**Your goal**
Transcribe the tail of the listing: start at the line containing "Please spot the blue" and stop after the last line, keeping every character as is and adding nothing.
— BEGIN Rows —
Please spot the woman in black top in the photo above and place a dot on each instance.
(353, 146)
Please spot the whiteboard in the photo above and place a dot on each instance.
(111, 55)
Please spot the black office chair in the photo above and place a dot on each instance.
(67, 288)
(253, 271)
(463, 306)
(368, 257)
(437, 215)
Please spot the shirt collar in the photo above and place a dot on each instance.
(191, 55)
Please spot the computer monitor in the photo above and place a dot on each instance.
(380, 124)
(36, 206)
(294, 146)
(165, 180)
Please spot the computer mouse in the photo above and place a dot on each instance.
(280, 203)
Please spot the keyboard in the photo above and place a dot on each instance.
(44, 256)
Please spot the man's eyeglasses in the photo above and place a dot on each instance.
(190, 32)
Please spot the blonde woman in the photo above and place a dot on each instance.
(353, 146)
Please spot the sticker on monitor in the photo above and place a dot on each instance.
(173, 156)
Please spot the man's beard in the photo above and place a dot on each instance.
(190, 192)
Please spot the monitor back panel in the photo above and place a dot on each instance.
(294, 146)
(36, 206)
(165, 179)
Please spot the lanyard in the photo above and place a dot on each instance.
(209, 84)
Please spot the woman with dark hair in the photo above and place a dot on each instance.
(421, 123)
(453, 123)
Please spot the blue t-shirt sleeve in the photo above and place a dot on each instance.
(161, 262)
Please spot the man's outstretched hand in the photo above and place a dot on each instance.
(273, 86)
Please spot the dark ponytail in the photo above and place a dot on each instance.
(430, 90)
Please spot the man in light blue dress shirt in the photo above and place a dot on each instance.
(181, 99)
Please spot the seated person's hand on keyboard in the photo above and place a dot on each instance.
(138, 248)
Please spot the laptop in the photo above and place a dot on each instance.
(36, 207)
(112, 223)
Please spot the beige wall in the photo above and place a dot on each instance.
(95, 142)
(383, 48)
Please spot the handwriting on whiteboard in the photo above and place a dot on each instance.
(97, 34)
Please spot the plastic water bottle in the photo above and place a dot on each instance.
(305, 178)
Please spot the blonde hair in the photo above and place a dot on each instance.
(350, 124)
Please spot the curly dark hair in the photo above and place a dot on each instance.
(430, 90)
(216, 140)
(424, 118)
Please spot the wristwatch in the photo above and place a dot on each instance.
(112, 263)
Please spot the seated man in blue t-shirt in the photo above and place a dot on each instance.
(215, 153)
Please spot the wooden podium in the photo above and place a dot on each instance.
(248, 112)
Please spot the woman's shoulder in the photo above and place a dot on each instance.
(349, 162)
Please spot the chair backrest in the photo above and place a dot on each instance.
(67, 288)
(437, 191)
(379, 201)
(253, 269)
— END Rows —
**Response for this exercise**
Please spot the blue t-shirt sleeve in the photo above and place a dot on each instance.
(161, 262)
Please spot the man's outstretched hand in the photo above and place a dot on each instance.
(273, 86)
Please spot the dark ponytail in the photo above and place a dot on each instance.
(430, 90)
Please spot the man in light blue dress shirt in the photo above and place a dot on each instance.
(181, 99)
Please spot the seated person's hand on keyboard in the photo above and place a dot on each instance.
(138, 248)
Please spot the laptop in the photo above and place a dot on each instance.
(36, 207)
(112, 223)
Please spot the beige wall in the photo above and place a dot on each instance.
(95, 142)
(383, 48)
Please spot the handwriting on whiteboard in the photo above and place a dot on each instance.
(97, 34)
Please spot the plastic water bottle in the photo above and place a dot on each instance.
(305, 178)
Please spot the blonde hair in the photo above and place a dot on each instance.
(350, 124)
Please spot the curly dark hair in the photo above and place a dot on each instance.
(430, 90)
(216, 140)
(424, 118)
Please spot the wristwatch in the photo above and place a dot on each instance.
(112, 263)
Please spot the seated man in blue t-shirt in the photo above and place a dot on each instance.
(215, 153)
Please spot the wooden podium in the photo above and place a dot on each instance.
(248, 112)
Please spot the woman's shoulder in the photo above and place a dot on each instance.
(349, 162)
Please spot the chair backrest in the photo above and place a dot on each instance.
(67, 288)
(437, 191)
(379, 201)
(253, 269)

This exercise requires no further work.